* [WHAT THE TASK ASKS]: Return the part of the stroke-care article that begins at the words "Acting on this" and stops after "stroke care organization.", copied word for word.

* [EXCERPT PROVIDED]:

= = = = =

From the moment a stroke occurs, neuroplasticity is heightened, readying the brain for repair. However, says new Johns Hopkins Department of Physical Medicine and Rehabilitation faculty member Preeti Raghavan, traditional stroke care often doesn’t capitalize on this critical period.
“At most institutions, stroke care is extremely siloed. Neurologists care for patients in the immediate aftermath of stroke, and physiatrists and therapists come in later for rehabilitation,” she says. “It’s a wasted opportunity to significantly improve patient outcomes.”
Acting on this opportunity is an important goal within Johns Hopkins’ new Sheikh Khalifa Stroke Institute, says Raghavan, who is the institute’s director for recovery and rehabilitation. Established by a $50 million gift from the United Arab Emirates (UAE) in early 2018, the institute was named in honor of UAE President Sheikh Khalifa bin Zayed Al Nahyan, who suffered a stroke in 2014. It will include a state-of-the-art facility in Baltimore and will partner with others in Abu Dhabi to build a stroke care organization.
The care delivered at the institute is markedly different from that conventionally delivered to stroke patients, explains Johns Hopkins physiatrist April Pruski, who serves patients at The Johns Hopkins Hospital’s brain rescue unit. One major distinction is the strong collaboration between neurologists and rehabilitation specialists as soon as patients are admitted, a model that’s unique globally.
Patients start rehabilitation in the brain rescue unit within a day of their stroke, Pruski says, instead of waiting until later in their hospital stay to be evaluated for future rehabilitation often delivered elsewhere. The therapy they receive is comprehensive and intensive, with up to six sessions a day including physical, occupational and speech therapy.

= = = = =

* [MATERIAL SHOWN]:

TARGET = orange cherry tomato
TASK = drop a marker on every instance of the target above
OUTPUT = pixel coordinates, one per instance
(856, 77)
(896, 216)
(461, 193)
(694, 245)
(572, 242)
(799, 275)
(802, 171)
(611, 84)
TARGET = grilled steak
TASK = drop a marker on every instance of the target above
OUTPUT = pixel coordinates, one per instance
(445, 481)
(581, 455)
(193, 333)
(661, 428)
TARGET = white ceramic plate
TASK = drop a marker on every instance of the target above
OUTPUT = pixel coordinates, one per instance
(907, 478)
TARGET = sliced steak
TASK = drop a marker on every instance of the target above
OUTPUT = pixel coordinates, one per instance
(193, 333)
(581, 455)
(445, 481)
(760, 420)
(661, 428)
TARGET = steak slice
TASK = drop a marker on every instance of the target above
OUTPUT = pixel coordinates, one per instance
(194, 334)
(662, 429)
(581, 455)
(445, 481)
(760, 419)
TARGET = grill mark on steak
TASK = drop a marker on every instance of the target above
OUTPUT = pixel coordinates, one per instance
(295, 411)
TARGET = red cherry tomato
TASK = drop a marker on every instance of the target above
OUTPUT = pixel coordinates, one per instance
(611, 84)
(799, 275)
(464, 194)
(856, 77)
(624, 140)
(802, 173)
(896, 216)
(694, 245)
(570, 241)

= = = = =

* [ANSWER FOR THIS EXERCISE]:
Acting on this opportunity is an important goal within Johns Hopkins’ new Sheikh Khalifa Stroke Institute, says Raghavan, who is the institute’s director for recovery and rehabilitation. Established by a $50 million gift from the United Arab Emirates (UAE) in early 2018, the institute was named in honor of UAE President Sheikh Khalifa bin Zayed Al Nahyan, who suffered a stroke in 2014. It will include a state-of-the-art facility in Baltimore and will partner with others in Abu Dhabi to build a stroke care organization.